→ **The problem**:
Rewrite the data below from the line containing "Where can you see the brown" through the end, inclusive, swapping "rough bark" for "tree bark" and leaving everything else unchanged.

→ **Data supplied**:
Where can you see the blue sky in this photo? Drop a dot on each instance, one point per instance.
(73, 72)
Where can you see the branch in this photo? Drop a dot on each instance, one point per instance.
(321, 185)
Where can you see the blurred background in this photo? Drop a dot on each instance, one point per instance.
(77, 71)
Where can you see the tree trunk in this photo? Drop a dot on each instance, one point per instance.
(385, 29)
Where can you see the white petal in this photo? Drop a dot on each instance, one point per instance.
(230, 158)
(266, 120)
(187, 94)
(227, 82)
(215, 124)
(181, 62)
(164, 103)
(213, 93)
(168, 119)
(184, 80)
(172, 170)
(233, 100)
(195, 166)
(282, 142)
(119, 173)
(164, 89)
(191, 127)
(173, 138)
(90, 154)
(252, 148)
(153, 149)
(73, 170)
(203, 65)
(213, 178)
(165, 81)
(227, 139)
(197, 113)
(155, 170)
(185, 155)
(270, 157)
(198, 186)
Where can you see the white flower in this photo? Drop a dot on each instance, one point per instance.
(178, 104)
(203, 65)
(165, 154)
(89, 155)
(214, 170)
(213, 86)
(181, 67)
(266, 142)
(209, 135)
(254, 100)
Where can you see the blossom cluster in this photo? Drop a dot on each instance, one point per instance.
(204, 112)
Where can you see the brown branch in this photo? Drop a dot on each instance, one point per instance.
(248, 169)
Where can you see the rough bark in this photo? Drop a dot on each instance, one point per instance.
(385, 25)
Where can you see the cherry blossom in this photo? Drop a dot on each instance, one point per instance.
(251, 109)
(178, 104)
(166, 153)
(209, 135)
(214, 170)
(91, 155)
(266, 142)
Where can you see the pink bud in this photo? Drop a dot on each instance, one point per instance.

→ **Written solution**:
Where can you see the brown branch in this photo? Drop a dot on each instance, one point per instance.
(248, 169)
Where can you see the tree bark in this photo? Drop a dot on each instance, one point per instance.
(385, 25)
Where can you see the cherry blossom in this photo? Drop a dot on each instance, one point per instance.
(251, 109)
(178, 104)
(166, 153)
(209, 135)
(214, 170)
(91, 155)
(266, 142)
Where can you see the pink bud in this photo? Drop a dot on each instance, one point per instance.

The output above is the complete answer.